## YOUR INSTRUCTIONS
Reproduce the records verbatim, starting at the line that contains "t-shirt, given as one point per instance." and ending with the final line of the records, with both ends included.

[Records from a collection]
· · · · · · ·

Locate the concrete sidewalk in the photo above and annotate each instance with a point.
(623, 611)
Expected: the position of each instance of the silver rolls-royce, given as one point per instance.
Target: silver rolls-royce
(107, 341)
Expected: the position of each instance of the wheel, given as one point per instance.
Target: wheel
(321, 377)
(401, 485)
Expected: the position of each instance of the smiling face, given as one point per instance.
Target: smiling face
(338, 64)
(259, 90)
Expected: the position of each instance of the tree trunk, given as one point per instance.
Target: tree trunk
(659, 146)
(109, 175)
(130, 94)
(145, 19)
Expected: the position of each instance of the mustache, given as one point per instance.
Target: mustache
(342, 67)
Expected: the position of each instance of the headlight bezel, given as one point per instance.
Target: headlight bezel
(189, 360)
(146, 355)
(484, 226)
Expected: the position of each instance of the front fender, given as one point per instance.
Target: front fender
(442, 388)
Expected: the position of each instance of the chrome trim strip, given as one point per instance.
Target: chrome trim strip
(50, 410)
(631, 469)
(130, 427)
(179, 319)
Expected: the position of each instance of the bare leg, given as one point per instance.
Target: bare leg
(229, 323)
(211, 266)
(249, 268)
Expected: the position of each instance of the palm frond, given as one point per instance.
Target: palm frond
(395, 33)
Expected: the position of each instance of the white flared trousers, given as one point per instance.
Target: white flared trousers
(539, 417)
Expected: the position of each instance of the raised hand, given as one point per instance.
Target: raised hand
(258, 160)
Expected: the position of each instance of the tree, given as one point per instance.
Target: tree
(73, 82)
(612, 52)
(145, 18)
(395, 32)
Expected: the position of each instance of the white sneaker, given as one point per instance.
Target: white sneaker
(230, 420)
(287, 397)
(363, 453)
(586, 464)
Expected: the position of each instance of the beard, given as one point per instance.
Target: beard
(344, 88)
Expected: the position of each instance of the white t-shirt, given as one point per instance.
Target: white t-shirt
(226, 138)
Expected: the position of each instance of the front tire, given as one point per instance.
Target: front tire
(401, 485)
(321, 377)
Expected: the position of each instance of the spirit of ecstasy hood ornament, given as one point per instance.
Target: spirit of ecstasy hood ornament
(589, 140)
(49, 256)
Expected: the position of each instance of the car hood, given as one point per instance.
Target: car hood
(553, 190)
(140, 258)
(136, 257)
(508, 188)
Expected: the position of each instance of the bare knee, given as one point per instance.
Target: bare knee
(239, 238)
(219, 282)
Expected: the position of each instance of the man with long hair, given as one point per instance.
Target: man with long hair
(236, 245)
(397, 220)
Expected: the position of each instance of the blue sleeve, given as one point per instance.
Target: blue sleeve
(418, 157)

· · · · · · ·

## EXERCISE SOLUTION
Expected: the position of each instance of the white t-shirt, given as one point per instance.
Target: white t-shirt
(226, 138)
Expected: the position of each instance of the front tire, given as one point per instance.
Target: front tire
(401, 485)
(321, 377)
Expected: the position of each instance of the spirit of ecstasy hood ornament, given as one point per instance.
Target: spirit of ecstasy hood ornament
(589, 140)
(49, 256)
Expected: the position of each instance of the car hood, given as one point per instance.
Target: car hood
(553, 190)
(140, 258)
(136, 257)
(508, 188)
Expected: the position of each instance of the bare knee, given as one point per instance.
Target: bare knee
(239, 238)
(219, 282)
Expected: the position of each instance of the man with long hair, given as one point per instance.
Target: man with long hair
(236, 245)
(397, 220)
Expected: the position of each instance of the blue sleeve, given as one point per instance.
Target: blue sleeve
(418, 157)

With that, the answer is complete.